Instruction
Copy the lines below word for word, and leave the pictures out.

*** Data for this exercise ***

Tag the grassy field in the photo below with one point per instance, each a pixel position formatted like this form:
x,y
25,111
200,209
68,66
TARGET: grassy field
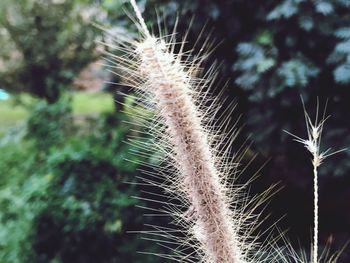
x,y
84,103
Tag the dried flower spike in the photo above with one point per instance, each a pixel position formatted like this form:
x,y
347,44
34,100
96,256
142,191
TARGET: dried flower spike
x,y
312,144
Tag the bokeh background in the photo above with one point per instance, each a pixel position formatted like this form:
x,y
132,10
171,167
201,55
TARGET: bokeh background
x,y
63,168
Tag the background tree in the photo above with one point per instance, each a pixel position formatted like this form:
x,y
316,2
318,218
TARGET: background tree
x,y
44,45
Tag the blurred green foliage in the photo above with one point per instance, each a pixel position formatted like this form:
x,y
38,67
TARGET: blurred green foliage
x,y
44,45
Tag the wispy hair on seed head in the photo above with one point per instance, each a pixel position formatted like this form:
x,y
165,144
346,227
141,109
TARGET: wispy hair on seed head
x,y
211,215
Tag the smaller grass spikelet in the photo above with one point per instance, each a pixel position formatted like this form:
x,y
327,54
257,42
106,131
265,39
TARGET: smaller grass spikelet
x,y
313,144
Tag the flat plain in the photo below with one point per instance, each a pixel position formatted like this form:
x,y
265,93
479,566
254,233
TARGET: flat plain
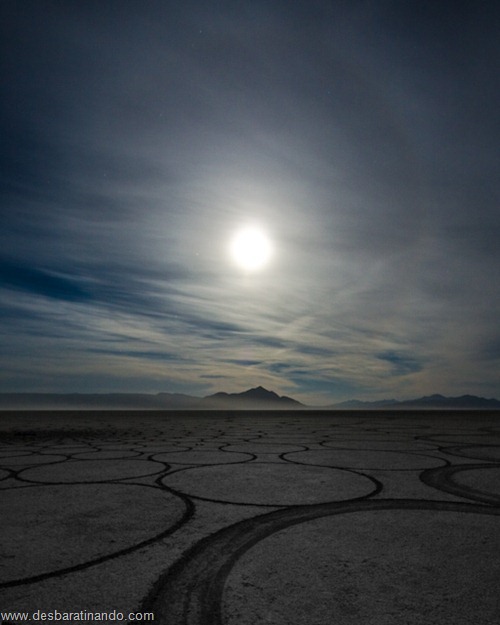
x,y
243,518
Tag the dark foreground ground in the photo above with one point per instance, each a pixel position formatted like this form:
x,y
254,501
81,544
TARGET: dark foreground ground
x,y
289,518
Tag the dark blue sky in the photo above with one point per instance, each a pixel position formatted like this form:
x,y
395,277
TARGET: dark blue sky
x,y
362,136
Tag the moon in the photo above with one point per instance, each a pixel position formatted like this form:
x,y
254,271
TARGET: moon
x,y
251,248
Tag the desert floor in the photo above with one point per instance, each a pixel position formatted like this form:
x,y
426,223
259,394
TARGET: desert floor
x,y
285,518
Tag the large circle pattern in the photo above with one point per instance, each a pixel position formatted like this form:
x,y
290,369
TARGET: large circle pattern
x,y
388,566
91,471
270,484
39,535
364,460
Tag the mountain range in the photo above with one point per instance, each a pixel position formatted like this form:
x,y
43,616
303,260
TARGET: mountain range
x,y
257,398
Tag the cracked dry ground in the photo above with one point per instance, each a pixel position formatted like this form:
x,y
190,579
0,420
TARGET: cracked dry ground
x,y
287,518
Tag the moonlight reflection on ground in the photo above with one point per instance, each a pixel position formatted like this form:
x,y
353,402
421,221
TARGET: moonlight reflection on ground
x,y
251,248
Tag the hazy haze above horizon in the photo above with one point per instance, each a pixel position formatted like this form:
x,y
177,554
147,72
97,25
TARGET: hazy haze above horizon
x,y
361,136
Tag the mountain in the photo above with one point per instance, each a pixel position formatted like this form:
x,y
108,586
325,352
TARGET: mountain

***

The response
Tag the grassy field in the photo below with one point per instance, each a pixel position formatted like this form:
x,y
25,111
200,209
68,66
TARGET: grassy field
x,y
84,103
Tag the dried flower spike in the photo above with one point per instance, each a pixel position formatted like this form:
x,y
347,44
34,100
96,256
142,191
TARGET: dried flower spike
x,y
312,144
Tag the bokeh background in the photo above with one point per instance, each a pixel position formatted like this form:
x,y
132,10
171,167
201,55
TARGET: bokeh background
x,y
63,168
Tag the background tree in the photo above with one point per instance, each a pixel position formatted like this form:
x,y
316,2
318,218
TARGET: background tree
x,y
44,45
Tag the blurred green foliage in the photo above with one point per instance, each a pixel position formatted like this form:
x,y
38,67
TARGET: blurred green foliage
x,y
44,45
Tag the wispy hair on seed head in the photo above with one point per instance, each a pixel position formatted like this form:
x,y
165,144
346,227
141,109
TARGET: wispy hair on seed head
x,y
211,215
Tag the smaller grass spikelet in the photo above with one point per instance, each a pixel position formatted like this form:
x,y
327,54
257,42
106,131
265,39
TARGET: smaller grass spikelet
x,y
313,144
Tag the flat plain in the photo below with one point per instance, each a pixel position formatted like this form:
x,y
265,93
479,566
254,233
TARGET: flat plain
x,y
243,518
Tag the dark foreground ground in the photo above with one point per instance, each a pixel position formatted like this form:
x,y
254,501
81,544
TARGET: dark foreground ground
x,y
289,518
Tag the dark blue sky in the photo above with one point per instance, each a pixel position formatted like this form:
x,y
395,277
TARGET: dark blue sky
x,y
362,136
Tag the moon in the photo above with one point per instance, each a pixel position formatted like this form:
x,y
254,271
TARGET: moon
x,y
251,248
Tag the desert floor in the photo above with one point per instance, each a pixel position formatted like this form:
x,y
426,223
259,394
TARGET: desert floor
x,y
285,518
Tag the large circle pattern in the photo above with one point per instance, each a pixel position formatted like this form:
x,y
290,369
TARGET: large circle pattern
x,y
388,566
91,471
270,484
39,535
364,460
Tag the mountain range in the photo above with one point per instance, each a pixel position formatted like this form:
x,y
43,616
303,260
TARGET: mountain range
x,y
257,398
Tag the cracked dry ground in the photo above with one point per instance, each a pixel position formatted like this form:
x,y
190,579
0,420
TARGET: cracked dry ground
x,y
287,518
Tag the moonlight reflection on ground in the photo above with one point per instance, each a pixel position formatted like this form:
x,y
353,402
421,221
TARGET: moonlight reflection on ground
x,y
251,248
Tag the hazy haze above horizon in the photo above with one point per instance, each a pixel position formatted like this form:
x,y
177,554
147,72
97,25
TARGET: hazy haze above horizon
x,y
361,136
Tag the mountain in the photo above with one point per instance, each a pixel position formatted like this form:
x,y
108,586
325,352
TARGET: mountain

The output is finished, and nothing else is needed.